**** Dataset records

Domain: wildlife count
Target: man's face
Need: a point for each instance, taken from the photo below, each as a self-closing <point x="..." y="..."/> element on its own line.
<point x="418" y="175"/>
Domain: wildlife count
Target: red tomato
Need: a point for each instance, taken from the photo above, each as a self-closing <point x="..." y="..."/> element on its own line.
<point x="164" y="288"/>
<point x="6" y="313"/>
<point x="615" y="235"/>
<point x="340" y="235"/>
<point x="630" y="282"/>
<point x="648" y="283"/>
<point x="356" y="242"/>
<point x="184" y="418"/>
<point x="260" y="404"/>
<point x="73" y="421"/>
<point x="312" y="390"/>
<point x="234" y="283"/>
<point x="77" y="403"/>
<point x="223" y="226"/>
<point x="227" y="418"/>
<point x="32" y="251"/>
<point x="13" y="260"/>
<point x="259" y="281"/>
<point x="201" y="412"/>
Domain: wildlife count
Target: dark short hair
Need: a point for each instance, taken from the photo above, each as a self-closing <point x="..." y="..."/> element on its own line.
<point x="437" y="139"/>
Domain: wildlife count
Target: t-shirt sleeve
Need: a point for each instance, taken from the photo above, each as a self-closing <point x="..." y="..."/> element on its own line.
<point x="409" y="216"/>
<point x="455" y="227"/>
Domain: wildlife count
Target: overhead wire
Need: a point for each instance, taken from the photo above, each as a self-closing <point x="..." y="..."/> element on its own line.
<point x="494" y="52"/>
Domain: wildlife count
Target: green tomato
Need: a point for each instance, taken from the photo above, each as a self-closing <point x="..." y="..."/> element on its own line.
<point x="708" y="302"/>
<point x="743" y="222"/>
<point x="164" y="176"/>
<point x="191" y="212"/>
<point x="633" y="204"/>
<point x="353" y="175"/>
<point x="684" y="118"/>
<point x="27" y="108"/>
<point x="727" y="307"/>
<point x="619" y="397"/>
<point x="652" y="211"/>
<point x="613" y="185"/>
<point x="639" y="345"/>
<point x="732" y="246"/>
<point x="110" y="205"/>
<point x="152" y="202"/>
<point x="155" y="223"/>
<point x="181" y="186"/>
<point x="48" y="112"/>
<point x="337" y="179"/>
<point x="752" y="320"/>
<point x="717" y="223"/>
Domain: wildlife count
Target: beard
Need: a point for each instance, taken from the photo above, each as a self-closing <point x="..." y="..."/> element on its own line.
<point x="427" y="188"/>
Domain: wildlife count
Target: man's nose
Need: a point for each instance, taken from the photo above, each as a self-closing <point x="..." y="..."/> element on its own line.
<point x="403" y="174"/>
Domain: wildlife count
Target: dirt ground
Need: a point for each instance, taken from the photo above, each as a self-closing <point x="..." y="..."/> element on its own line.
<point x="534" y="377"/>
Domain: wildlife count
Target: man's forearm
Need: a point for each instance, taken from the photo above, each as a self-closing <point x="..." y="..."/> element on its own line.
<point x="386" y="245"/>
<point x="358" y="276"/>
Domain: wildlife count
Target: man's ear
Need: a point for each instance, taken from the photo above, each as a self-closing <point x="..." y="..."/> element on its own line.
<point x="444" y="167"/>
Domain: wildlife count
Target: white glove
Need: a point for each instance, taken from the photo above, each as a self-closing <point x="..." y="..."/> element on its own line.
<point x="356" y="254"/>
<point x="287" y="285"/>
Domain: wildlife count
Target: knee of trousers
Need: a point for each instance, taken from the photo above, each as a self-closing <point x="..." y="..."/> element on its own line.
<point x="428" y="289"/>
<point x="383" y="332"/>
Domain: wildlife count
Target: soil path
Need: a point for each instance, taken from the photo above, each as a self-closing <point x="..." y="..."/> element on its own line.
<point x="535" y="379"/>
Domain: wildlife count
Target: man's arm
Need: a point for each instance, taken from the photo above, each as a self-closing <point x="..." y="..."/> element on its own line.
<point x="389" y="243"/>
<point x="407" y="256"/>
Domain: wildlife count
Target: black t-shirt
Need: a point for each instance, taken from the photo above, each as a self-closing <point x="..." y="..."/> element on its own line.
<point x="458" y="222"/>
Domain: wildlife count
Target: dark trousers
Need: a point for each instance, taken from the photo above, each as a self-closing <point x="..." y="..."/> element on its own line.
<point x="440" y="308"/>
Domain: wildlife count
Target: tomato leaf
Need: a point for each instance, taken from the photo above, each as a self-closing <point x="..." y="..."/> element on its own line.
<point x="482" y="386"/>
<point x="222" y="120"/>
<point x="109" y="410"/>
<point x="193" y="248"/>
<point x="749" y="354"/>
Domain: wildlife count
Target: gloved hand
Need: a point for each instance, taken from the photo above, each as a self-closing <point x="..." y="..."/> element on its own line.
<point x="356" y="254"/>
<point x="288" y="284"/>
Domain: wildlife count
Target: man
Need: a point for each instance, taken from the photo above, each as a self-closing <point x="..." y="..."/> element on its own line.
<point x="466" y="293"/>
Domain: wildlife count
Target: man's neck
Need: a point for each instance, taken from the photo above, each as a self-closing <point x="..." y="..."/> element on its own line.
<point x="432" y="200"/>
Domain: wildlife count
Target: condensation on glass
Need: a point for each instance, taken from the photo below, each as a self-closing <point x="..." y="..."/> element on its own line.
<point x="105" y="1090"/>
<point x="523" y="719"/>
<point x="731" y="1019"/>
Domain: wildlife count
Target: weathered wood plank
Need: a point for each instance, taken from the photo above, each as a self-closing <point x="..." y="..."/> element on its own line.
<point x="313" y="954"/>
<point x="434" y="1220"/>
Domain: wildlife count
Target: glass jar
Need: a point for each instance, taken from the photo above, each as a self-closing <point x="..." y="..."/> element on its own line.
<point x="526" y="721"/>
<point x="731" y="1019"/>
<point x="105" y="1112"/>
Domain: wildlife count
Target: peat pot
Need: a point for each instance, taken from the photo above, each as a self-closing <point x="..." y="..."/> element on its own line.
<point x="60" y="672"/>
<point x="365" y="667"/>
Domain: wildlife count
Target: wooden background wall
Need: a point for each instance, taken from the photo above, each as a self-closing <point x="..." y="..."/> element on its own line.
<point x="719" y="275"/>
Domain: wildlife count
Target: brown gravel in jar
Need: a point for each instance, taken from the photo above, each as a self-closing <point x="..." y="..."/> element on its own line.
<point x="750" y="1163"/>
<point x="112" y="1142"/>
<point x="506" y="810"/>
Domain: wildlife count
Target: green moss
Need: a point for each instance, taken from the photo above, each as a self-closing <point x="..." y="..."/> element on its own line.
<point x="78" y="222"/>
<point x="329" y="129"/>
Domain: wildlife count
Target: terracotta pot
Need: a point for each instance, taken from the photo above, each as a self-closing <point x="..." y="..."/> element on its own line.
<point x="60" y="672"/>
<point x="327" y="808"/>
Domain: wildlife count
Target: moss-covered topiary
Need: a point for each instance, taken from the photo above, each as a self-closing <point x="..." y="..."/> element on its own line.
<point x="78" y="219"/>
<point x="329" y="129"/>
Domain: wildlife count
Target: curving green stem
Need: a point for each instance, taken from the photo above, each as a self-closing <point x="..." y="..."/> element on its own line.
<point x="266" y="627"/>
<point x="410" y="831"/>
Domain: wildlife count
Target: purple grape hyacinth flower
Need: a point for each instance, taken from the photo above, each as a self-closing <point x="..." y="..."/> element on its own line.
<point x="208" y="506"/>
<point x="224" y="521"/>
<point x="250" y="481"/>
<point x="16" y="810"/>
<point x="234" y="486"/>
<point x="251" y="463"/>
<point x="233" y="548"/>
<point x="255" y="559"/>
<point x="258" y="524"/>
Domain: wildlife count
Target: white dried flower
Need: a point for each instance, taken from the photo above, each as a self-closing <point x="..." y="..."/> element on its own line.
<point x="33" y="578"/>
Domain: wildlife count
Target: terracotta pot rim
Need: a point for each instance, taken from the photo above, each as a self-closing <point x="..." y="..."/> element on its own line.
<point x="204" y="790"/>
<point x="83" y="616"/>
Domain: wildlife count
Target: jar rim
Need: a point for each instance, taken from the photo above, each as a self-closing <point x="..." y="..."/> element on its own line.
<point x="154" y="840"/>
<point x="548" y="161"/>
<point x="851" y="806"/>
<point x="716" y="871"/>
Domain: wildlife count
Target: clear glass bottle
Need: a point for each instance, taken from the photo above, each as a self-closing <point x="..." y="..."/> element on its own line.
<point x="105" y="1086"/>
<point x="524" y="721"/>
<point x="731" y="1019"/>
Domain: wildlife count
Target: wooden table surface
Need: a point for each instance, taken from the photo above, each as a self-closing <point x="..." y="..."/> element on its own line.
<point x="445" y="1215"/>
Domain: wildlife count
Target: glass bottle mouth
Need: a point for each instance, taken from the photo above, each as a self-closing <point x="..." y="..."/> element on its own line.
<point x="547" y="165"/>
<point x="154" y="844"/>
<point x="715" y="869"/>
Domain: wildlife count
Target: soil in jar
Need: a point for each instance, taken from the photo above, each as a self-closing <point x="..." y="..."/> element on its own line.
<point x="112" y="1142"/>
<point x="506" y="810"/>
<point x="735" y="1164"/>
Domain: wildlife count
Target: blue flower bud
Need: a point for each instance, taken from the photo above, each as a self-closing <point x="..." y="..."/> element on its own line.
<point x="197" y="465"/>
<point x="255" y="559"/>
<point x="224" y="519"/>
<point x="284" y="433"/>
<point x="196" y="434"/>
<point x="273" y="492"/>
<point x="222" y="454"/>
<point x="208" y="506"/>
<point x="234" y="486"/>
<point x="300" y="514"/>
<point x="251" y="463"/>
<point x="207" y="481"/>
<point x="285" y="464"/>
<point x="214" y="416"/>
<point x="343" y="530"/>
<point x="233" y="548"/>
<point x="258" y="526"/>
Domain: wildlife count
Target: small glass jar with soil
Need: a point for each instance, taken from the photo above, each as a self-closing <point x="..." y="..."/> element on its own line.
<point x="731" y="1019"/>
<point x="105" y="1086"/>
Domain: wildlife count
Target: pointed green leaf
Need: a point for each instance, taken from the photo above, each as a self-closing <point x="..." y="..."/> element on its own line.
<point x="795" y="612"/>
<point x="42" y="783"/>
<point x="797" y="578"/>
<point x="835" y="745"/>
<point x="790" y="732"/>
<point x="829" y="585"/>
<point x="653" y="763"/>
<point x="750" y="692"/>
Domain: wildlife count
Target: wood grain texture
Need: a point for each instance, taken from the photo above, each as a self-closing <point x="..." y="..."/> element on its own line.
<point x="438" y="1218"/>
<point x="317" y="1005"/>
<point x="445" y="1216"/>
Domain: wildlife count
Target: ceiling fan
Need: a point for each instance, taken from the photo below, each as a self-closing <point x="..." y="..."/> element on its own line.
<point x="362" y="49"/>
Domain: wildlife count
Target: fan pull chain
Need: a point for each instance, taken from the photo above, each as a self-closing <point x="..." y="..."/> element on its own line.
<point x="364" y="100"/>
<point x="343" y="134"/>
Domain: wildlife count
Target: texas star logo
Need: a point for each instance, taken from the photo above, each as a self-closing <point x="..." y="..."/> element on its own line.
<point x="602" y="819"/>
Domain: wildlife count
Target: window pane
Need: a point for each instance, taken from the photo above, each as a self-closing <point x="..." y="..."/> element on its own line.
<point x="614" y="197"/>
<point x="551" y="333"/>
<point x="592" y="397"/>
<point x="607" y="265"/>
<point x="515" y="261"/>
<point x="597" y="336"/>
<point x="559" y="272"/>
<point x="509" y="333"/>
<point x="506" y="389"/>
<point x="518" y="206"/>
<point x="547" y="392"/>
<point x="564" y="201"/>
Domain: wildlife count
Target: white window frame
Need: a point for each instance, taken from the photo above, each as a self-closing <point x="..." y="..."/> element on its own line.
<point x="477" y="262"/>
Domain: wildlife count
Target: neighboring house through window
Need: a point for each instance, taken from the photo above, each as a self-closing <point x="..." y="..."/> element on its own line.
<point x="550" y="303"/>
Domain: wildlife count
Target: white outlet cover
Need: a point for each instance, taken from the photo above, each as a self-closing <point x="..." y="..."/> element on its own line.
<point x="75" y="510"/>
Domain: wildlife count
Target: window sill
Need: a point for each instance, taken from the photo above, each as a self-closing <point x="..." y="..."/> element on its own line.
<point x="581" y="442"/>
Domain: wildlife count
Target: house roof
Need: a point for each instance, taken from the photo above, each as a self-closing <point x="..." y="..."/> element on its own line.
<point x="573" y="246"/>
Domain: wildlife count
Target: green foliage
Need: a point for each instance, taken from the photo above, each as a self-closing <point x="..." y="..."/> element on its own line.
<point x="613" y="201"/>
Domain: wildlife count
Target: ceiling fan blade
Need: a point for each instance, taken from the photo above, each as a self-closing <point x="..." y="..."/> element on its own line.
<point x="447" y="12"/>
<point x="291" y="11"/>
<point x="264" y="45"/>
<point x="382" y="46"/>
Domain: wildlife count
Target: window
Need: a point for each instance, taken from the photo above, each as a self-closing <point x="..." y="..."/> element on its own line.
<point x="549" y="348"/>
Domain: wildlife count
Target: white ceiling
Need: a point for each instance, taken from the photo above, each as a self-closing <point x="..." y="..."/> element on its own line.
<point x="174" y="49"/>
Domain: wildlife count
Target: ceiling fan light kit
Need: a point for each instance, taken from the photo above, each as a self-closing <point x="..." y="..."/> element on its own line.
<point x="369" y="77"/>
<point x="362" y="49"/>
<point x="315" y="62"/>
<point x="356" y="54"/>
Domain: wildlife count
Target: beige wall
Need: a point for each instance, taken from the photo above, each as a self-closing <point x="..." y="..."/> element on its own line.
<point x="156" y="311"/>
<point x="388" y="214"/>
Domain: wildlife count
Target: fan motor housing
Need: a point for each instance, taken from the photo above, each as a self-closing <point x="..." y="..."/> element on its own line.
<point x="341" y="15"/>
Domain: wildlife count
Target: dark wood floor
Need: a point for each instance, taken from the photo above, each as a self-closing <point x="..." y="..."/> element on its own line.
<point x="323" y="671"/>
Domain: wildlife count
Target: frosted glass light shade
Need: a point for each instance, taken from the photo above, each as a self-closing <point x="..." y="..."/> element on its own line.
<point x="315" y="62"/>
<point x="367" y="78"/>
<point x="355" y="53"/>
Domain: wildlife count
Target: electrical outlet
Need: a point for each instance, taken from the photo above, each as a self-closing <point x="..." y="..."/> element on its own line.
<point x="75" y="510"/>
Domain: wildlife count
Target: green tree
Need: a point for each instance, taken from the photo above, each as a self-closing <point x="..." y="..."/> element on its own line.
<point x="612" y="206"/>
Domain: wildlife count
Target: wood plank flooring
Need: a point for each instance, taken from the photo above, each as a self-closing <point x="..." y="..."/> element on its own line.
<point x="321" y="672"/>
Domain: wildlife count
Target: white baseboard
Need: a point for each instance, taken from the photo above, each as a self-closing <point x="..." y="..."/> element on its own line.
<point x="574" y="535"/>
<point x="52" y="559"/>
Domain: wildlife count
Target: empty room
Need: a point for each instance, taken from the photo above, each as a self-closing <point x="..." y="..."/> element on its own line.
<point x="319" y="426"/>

********

* **Objective**
Which lines in the rows above contain the string "glass"? Show each of those lines in full.

* **The output**
Target: condensation on glass
Target: glass jar
Target: clear glass bottle
Target: glass bottle mouth
Target: small glass jar with soil
Target: frosted glass light shade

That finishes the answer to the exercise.